By Michael Kline
wvgazette.com
November 30, 2011
CHARLESTON, W.Va. —I
am amazed after visiting the State Museum at the Culture Center for the
first time since its $17 million facelift. As a taxpayer, an oral
historian and a former employee at the Department of Culture and
History, I was curious about how a state exhibit on coal mining might
read, or sound, in a state as friendly to coal as ours.
I went with my friend Wess Harris, a former coal miner and scrutinizer of public information—or lack of it—related
to the story of coal mining. Harris is a devoted member of the United
Mine Workers and passionately committed to public education on
rank-and-file labor history, especially the Battle of Blair Mountain. He
facilitated publication of When Miners March by W.C. Blizzard, son of the legendary Bill Blizzard, leader of the march.
Harris agreed to give me a “Truth Tour” of the coal exhibit, which he offers to any interested individual or group.
But
before we could get to the coal hall in the museum we had to pass a
panel on slavery which was so vapid, inaccurate and poorly written that I
am embarrassed for the department, embarrassed for school children who
wander disinterestedly past these inconclusive interpretations of the
darker chapters of our state’s past. I saw no evidence of museum staff
on hand to help students focus and no “hooks” in the exhibit panels to
catch the imaginations of younger visitors.

#### [Set task A]
Find each line of the records that contains the string "panel" and copy those lines.
The op-ed and the records come from unrelated sources.

#### [Data lines]

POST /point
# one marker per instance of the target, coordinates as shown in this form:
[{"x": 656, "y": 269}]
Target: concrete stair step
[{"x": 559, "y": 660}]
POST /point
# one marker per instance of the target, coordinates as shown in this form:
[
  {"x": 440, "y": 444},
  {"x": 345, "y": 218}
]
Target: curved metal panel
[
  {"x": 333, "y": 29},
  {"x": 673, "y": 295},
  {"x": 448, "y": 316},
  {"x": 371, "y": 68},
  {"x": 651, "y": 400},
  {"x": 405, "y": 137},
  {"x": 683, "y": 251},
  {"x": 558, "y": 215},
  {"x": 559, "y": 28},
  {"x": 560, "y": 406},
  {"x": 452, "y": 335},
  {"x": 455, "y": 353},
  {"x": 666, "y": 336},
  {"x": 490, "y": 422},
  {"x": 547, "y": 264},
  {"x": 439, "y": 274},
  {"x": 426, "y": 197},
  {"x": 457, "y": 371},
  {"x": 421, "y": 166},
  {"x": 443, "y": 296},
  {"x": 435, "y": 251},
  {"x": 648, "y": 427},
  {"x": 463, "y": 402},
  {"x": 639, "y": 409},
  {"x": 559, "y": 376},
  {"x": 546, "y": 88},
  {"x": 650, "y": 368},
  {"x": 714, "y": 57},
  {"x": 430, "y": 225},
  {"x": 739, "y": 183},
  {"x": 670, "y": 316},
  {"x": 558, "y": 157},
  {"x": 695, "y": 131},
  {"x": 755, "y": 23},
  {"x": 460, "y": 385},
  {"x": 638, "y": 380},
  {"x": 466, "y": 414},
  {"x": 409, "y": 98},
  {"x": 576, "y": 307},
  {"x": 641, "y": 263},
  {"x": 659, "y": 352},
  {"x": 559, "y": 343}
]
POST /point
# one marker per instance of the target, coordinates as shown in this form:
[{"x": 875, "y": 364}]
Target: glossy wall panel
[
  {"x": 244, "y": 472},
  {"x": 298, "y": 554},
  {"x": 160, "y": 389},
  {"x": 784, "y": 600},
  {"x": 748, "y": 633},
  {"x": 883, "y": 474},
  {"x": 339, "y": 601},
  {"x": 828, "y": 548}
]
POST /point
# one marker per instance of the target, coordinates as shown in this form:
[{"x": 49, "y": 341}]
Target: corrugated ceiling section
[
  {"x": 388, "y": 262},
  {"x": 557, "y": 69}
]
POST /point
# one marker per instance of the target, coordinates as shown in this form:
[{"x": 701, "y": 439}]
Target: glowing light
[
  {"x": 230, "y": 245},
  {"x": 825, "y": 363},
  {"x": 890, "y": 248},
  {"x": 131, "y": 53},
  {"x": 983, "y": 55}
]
--
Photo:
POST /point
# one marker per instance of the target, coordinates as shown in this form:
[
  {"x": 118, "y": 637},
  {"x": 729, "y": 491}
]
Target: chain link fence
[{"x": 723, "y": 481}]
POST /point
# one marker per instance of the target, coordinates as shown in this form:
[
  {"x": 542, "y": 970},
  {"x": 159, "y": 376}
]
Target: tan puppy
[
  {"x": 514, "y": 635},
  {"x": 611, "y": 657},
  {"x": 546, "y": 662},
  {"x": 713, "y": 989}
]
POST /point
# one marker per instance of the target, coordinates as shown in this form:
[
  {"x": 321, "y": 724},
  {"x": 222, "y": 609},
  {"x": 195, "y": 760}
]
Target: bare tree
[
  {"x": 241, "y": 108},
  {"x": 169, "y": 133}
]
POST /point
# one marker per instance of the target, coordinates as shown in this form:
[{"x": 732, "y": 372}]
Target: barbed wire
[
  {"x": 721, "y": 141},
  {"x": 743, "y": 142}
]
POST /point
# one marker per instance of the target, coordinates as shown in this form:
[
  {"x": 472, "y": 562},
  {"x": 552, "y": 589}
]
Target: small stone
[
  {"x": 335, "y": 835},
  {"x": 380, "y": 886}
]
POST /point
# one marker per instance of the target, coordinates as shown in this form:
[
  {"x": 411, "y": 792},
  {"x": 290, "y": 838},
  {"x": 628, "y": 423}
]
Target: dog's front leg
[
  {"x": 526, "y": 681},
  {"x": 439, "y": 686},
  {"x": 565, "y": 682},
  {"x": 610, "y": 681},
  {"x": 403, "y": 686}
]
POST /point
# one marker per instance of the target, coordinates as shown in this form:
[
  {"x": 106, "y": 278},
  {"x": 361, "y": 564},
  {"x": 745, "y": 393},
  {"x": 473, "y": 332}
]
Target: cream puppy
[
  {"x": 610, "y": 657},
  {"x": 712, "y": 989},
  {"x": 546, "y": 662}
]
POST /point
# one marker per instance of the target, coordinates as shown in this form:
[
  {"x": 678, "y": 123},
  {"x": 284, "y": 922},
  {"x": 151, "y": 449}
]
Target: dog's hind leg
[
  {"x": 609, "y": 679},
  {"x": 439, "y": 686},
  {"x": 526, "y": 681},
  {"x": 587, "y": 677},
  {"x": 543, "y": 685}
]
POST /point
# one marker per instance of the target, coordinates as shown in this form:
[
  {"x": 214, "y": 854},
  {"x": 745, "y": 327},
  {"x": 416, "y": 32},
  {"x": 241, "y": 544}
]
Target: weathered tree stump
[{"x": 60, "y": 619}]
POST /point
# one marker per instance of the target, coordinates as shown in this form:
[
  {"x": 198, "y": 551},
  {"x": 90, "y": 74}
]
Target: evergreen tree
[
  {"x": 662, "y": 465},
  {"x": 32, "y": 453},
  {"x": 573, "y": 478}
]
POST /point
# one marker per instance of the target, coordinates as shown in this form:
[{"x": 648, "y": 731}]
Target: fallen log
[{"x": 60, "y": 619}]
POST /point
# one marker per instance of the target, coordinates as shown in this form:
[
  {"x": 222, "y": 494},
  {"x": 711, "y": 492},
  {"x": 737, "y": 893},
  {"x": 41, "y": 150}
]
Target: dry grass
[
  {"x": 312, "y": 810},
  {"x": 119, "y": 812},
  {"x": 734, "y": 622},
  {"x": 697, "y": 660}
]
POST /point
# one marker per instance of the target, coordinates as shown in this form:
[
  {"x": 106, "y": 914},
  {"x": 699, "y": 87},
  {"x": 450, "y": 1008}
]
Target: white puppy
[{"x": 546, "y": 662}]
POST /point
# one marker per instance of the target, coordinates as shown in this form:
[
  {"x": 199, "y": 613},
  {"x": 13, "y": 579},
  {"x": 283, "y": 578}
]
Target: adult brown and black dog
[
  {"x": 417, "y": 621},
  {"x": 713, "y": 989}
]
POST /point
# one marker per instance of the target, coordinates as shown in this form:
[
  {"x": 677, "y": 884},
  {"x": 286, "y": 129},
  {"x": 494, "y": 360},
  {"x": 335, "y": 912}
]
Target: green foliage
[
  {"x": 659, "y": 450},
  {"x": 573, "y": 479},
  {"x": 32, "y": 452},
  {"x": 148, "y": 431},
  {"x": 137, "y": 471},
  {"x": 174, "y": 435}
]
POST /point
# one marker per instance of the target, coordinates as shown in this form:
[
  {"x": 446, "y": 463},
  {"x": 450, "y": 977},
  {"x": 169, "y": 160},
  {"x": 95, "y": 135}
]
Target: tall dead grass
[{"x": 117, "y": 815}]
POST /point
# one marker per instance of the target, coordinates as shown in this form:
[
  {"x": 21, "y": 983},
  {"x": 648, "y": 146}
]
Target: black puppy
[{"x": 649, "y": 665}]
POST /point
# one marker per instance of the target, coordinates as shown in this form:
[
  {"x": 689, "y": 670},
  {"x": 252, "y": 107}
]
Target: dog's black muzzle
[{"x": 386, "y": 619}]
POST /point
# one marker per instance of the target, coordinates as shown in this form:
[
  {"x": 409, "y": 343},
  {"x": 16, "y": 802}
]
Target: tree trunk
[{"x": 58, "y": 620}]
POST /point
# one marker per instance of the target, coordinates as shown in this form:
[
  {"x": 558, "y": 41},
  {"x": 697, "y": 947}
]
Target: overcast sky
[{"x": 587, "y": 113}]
--
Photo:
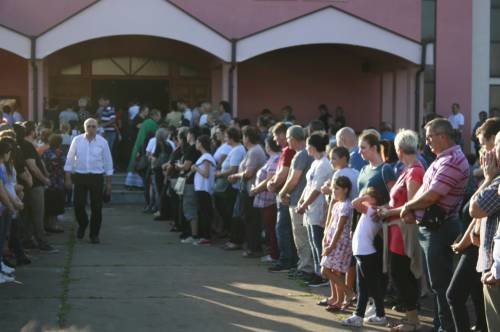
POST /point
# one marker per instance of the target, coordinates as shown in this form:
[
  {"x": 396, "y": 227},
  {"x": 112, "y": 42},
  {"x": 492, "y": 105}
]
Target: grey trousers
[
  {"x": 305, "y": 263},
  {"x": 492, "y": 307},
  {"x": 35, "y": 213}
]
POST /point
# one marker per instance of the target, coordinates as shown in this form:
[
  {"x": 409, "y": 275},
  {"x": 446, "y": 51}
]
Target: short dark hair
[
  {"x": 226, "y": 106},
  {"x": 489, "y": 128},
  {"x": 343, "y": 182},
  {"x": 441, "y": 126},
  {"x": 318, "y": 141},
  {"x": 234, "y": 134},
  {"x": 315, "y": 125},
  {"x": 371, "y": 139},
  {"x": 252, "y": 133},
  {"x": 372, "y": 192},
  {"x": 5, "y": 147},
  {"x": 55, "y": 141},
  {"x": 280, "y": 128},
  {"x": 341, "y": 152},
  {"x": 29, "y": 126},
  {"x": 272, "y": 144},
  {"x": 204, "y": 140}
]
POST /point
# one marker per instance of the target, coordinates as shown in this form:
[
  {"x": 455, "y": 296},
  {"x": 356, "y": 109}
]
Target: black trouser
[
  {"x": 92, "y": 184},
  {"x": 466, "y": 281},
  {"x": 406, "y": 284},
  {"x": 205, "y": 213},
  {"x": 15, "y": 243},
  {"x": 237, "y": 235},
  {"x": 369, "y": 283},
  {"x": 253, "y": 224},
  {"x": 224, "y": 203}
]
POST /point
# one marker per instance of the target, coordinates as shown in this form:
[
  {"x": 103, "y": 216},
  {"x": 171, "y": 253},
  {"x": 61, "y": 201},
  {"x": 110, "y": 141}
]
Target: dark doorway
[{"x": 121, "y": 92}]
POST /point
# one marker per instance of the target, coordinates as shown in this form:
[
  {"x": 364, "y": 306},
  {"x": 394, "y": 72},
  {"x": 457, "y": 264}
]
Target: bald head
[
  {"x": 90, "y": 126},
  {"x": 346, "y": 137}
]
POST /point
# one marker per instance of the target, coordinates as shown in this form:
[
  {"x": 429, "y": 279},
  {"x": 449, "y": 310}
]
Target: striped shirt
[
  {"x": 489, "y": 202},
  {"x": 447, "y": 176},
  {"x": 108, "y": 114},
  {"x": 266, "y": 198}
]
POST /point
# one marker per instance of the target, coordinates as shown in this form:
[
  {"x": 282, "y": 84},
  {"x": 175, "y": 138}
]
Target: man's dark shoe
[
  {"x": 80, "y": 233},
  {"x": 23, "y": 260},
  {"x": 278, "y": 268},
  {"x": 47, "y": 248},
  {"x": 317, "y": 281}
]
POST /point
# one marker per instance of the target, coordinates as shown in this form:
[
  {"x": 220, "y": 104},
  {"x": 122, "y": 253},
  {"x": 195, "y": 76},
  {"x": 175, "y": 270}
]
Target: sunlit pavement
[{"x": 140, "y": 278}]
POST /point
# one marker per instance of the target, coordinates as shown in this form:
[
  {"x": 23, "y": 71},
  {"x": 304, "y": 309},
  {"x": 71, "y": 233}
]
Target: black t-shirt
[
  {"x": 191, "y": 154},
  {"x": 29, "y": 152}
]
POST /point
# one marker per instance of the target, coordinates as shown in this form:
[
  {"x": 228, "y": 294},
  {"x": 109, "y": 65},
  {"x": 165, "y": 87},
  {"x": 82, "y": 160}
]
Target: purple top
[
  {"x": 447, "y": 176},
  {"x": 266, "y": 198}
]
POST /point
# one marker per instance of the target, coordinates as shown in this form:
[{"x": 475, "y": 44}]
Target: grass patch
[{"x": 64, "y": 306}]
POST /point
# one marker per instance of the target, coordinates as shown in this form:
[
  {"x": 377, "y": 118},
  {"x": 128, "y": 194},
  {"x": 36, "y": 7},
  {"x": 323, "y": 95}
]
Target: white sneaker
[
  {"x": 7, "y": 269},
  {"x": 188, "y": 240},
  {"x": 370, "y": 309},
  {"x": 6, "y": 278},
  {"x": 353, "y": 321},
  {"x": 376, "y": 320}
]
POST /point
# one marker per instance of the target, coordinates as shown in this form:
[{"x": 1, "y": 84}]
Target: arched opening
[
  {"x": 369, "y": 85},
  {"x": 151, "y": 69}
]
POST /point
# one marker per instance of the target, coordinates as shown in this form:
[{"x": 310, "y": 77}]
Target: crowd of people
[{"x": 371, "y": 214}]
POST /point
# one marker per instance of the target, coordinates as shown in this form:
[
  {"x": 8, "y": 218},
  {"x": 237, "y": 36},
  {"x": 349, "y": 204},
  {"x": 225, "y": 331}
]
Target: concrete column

#### [Set task B]
According to the op-ed, how much did the State Museum's facelift cost?

#### [Task solution A]
Target: curved metal panel
Target: glossy wall panel

#### [Task solution B]
$17 million.